He is an incoming Assistant Professor of Child & Adolescent Psychiatry at the University of California, San Francisco. The same UCSF whose hospital offers transgender services to three-year-olds.

He should be happy there.

The authors contend that the AAP

…has been giving Dr. Turban a platform for years, despite the mistakes that plague his research. Pediatrics published his highly flawed 2020 study alleging that puberty blockers reduce suicide in teens.

The journal even chose the article as its “Best of 2020” despite receiving rebuttals that pointed out the rate of attempted suicide was twice as high among the puberty-blocked group and Dr. Turban hadn’t controlled for the possibility that better mental-health outcomes might be the result of factors other than hormonal intervention.

The editor of Pediatrics, the AAP journal, said he gave the award based on clicks and downloads, not “editorial choices.”

In response to a rebuttal from one of us (Julia Mason), who warned that the AAP was encouraging the misleading idea that sex can literally be changed, a reviewer said that her statement shouldn’t be published as it could be “offensive to the pediatric readership of the journal.” Pediatrics seems to be basing its editing choices on political calculation and the sensibilities of trans-identified teens.

I was informed by that, but not surprised. My own research over the past couple of years has exposed me to the gulf between opposing sides not only of the public debate, but also within elements of the psychiatric and pediatric communities on this issue.

The authors accused AAP of having been captured by child gender transformation devotees. I have noticed in these devotees a combination of messianic fervor, veils of secrecy in their medical practices, and a drive to suppress opposing views.

Plus progressive pediatricians, pediatric endocrinologists and surgeons clearly think it is cool medicine.
──────
Assignment 1 => What is the Spanish translation of this sentence from the commentary on the AAP: "The editor of Pediatrics, the AAP journal, said he gave the award based on clicks and downloads, not “editorial choices.”"
Assignment 2 => In the commentary on the AAP, what did the journal choose Dr. Turban's 2020 study as?
Assignment 3 => Carry on the commentary on the AAP from its final sentence.

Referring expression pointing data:
──────
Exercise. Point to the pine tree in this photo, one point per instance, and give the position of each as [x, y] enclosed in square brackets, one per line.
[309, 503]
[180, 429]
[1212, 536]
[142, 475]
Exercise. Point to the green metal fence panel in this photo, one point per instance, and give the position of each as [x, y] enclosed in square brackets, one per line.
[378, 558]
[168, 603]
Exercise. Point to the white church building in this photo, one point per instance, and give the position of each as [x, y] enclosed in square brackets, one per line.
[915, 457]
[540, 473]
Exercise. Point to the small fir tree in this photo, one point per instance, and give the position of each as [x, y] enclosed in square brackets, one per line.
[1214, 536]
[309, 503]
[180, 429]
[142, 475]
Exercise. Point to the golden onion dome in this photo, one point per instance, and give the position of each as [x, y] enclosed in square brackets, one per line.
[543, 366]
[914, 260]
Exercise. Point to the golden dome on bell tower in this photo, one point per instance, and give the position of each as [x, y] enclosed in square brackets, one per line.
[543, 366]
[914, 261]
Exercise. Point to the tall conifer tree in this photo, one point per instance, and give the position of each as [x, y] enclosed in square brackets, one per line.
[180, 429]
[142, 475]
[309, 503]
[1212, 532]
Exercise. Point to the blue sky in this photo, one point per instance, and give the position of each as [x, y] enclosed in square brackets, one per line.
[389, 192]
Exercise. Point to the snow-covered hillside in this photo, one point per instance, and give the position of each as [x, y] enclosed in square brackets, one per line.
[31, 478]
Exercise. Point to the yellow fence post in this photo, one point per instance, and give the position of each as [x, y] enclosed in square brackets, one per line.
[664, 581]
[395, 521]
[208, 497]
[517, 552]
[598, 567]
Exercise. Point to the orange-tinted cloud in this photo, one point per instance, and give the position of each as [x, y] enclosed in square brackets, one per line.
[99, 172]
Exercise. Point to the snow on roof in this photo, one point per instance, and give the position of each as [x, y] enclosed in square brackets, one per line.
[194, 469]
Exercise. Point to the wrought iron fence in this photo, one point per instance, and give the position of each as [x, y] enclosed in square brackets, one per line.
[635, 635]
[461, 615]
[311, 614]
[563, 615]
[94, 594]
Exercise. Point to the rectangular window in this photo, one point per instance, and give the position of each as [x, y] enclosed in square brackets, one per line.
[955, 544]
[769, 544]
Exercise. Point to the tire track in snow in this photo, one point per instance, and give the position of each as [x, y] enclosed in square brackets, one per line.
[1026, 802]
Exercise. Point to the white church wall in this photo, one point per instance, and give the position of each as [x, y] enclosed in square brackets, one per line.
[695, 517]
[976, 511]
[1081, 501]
──────
Response 1 => El editor de Pediatrics, la revista de la AAP, dijo que otorgó el premio en función de los clics y las descargas, no de «decisiones editoriales».

Response 2 => Its "Best of 2020."

Response 3 =>
Cooler than treating runny noses.

On the suppression-of-debate front, again from the WSJ op-ed:

Last year a resolution was submitted to the AAP’s annual leadership forum to inform the academy’s 67,000 members about the growing international skepticism of pediatric gender transition. It asked for a thoughtful update to the current practice of affirmation on demand.

Even though the resolution was in the top five of interest based on votes by members cast online, the AAP’s leadership voted it down. In their newsletter, they decried the resolution as transphobic and noted that only 57 members out of 67,000 had endorsed it.

The following year, however, when only 53 members backed a resolution that supported affirmative intervention, the AAP allowed the motion to go through, saying that the previous year’s measure was “soundly defeated” while this year’s received “broad support.” When members submitted another resolution to conduct a review of the evidence, the AAP enforced for the first time a rule that shut down member comments, effectively burying it.

As I said, my experience in researching the AAP website matches that of Dr. Mason. I have never read a discouraging word there about puberty blockers, cross-gender hormones or surgery in treatment of gender dysphoric children.

So much for the backstage politics that taint the professionalism of the AAP and therefore the public debate.

The real news was that other science-driven medical societies around the world have placed severe restrictions on medical transition for minors.

The extensive review in the U.K. by its National Health Services of its Gender Identity Services for children and young people begun in late 2020 is perhaps the most concerning. It has been very extensive and the most up-to-date.

I will follow this article with a dive into the current status of that review.

Suffice it to say for the moment that it has uncovered gaping holes in the science of transgender medical transitions in children and pointed out that the procedures continue without sufficient scientific evidence.

Bottom line, all of this brings into great question the AAP’s suppression of debate.

And into great question whether what is being done with puberty blockers and cross-gender hormones in certain pediatric medicine practices today in this country could survive the same kind of review ongoing in Britain.